**THE EXERCISE:**
Gather every line in the rows below that contains the word "woman", and copy each of those lines.

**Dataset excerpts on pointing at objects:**
-=-=-
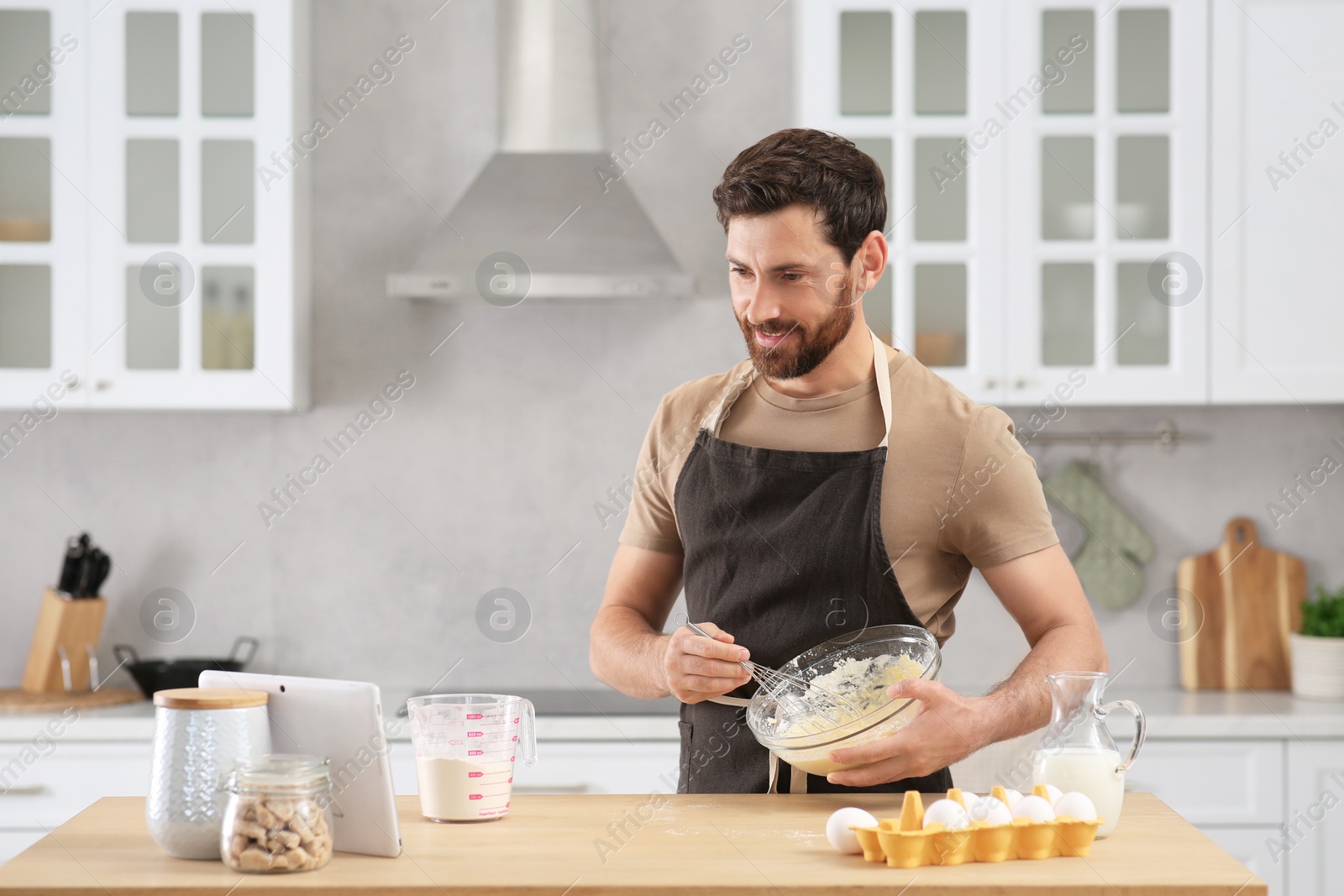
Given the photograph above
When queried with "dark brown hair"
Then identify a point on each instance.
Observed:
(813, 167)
-=-=-
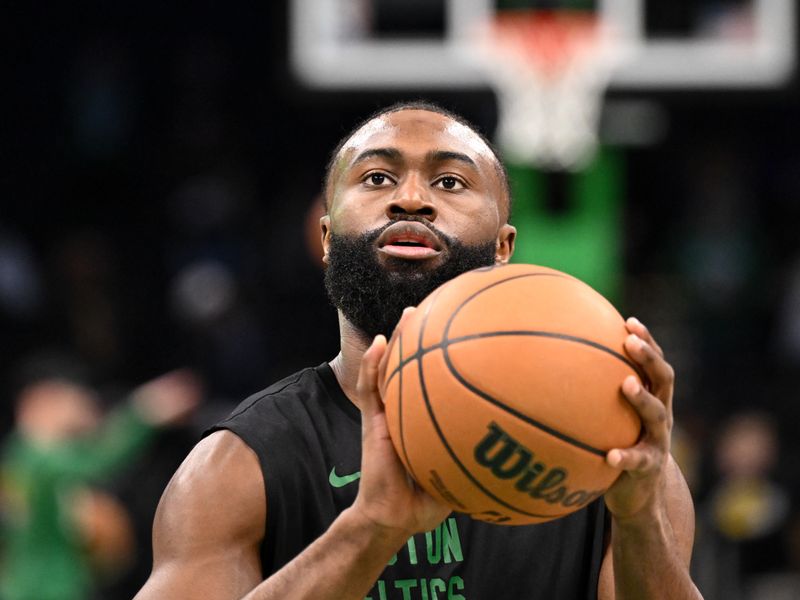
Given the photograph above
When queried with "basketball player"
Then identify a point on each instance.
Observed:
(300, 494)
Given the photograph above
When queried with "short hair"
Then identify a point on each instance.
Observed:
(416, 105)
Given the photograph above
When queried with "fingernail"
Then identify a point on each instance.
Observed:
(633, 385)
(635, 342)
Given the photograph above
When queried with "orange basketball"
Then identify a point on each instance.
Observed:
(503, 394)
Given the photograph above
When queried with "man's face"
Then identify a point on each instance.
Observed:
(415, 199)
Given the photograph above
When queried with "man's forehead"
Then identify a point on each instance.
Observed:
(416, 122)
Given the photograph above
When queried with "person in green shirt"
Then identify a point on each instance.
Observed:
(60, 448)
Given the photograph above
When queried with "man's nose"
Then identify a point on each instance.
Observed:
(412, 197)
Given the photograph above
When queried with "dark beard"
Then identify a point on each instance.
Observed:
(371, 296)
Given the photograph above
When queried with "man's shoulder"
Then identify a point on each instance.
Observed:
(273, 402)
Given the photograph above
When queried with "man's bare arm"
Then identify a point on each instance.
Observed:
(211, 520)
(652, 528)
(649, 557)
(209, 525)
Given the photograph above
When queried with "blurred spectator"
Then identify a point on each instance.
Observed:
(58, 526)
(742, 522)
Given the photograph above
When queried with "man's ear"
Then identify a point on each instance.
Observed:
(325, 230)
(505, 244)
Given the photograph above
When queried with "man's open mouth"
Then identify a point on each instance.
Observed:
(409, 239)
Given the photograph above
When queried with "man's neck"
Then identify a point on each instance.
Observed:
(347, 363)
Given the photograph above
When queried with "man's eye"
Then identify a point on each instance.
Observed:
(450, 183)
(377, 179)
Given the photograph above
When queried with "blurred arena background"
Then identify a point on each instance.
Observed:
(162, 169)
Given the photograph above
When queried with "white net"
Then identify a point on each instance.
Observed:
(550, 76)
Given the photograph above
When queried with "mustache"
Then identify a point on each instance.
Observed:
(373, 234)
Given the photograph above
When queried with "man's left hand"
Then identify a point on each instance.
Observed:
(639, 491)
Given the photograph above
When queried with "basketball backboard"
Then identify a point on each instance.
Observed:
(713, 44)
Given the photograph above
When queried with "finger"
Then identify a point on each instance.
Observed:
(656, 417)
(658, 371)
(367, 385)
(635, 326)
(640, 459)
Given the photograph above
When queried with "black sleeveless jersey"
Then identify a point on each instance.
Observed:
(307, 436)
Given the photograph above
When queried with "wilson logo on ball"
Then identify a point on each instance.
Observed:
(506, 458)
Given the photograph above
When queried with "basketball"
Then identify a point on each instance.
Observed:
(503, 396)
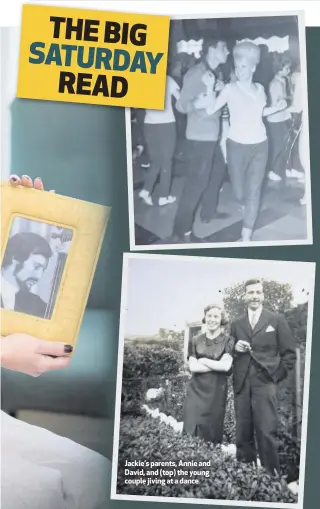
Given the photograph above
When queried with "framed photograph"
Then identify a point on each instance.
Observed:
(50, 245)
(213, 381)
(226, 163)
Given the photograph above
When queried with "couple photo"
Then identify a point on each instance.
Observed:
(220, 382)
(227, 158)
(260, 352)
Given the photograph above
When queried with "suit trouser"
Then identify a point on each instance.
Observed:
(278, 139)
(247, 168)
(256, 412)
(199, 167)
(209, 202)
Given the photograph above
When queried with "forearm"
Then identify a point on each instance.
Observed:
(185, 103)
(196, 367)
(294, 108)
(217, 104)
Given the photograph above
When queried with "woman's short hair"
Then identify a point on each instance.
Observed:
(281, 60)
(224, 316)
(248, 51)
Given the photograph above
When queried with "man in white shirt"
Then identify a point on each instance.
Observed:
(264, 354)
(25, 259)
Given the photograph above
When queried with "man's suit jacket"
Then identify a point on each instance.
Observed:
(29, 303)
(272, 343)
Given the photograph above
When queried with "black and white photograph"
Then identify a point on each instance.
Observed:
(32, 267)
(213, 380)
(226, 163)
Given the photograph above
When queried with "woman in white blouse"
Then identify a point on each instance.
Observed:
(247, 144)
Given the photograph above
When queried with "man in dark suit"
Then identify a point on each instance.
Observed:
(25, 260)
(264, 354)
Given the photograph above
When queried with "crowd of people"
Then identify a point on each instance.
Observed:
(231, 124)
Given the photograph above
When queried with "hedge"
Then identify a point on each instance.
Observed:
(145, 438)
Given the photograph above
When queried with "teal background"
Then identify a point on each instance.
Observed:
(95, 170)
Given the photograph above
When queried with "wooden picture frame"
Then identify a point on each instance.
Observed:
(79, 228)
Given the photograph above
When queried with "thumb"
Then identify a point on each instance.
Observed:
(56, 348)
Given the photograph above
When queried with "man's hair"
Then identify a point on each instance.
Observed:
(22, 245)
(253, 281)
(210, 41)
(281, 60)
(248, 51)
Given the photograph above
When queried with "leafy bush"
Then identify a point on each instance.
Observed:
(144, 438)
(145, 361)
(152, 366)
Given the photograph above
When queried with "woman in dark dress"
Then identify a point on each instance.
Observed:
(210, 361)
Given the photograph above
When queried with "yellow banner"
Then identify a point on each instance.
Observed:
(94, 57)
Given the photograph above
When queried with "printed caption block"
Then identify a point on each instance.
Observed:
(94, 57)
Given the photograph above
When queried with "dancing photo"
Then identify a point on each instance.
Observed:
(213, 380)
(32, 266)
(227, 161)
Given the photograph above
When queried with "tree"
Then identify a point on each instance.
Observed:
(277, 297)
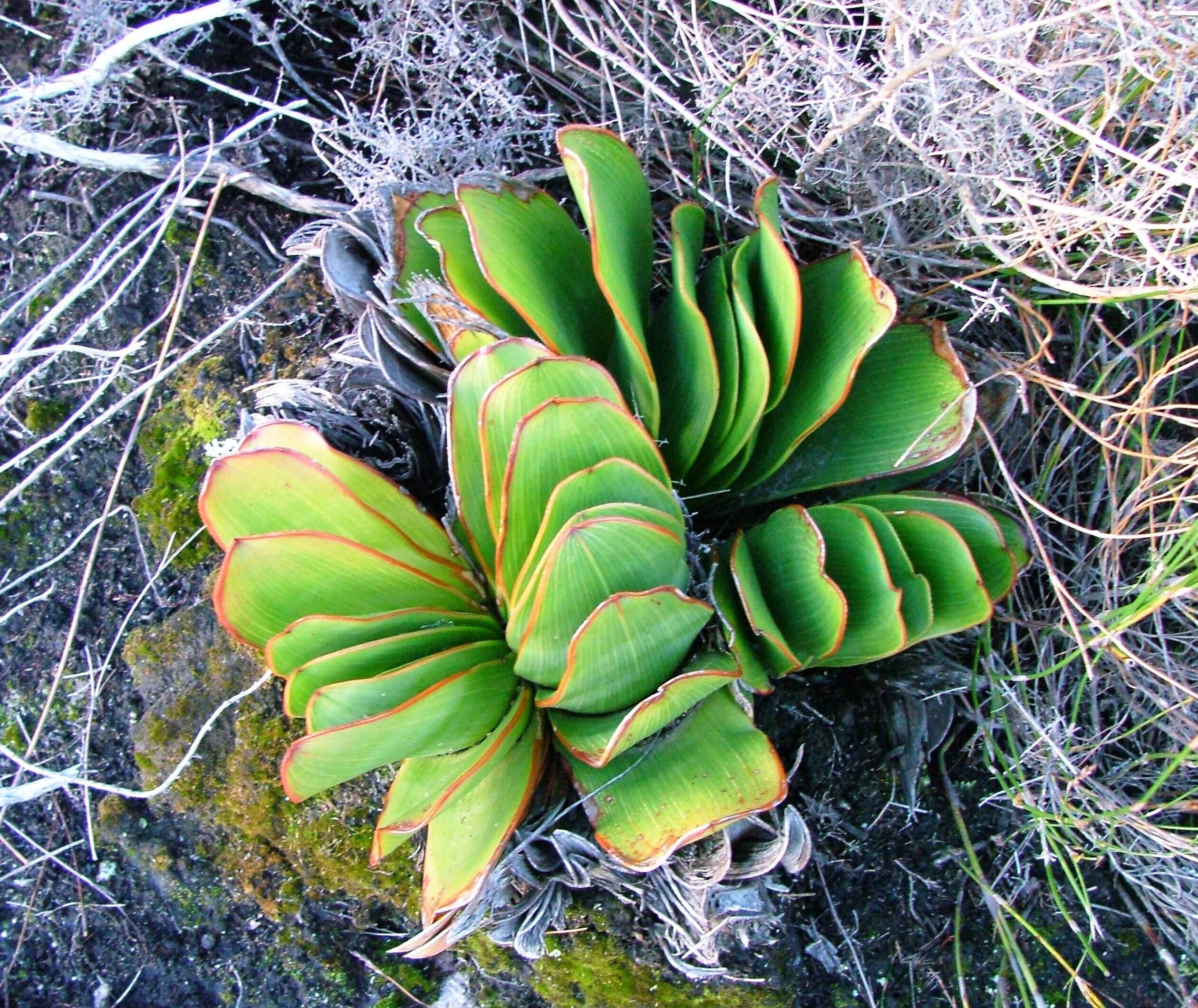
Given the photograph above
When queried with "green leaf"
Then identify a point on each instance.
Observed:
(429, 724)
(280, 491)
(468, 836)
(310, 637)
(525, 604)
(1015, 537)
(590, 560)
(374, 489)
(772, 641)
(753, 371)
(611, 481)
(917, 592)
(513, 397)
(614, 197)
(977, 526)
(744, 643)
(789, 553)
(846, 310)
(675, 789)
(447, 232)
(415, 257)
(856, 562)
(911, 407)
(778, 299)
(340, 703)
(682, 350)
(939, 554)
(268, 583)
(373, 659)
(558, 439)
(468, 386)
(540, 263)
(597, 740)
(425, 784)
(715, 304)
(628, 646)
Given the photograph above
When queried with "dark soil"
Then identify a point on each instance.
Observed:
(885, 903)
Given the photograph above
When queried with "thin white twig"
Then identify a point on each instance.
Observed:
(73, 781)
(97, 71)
-=-=-
**PROBLEM SOLUTION:**
When queried with "woman's short hair"
When queried with "woman in white blouse"
When queried with "woman in dark dress"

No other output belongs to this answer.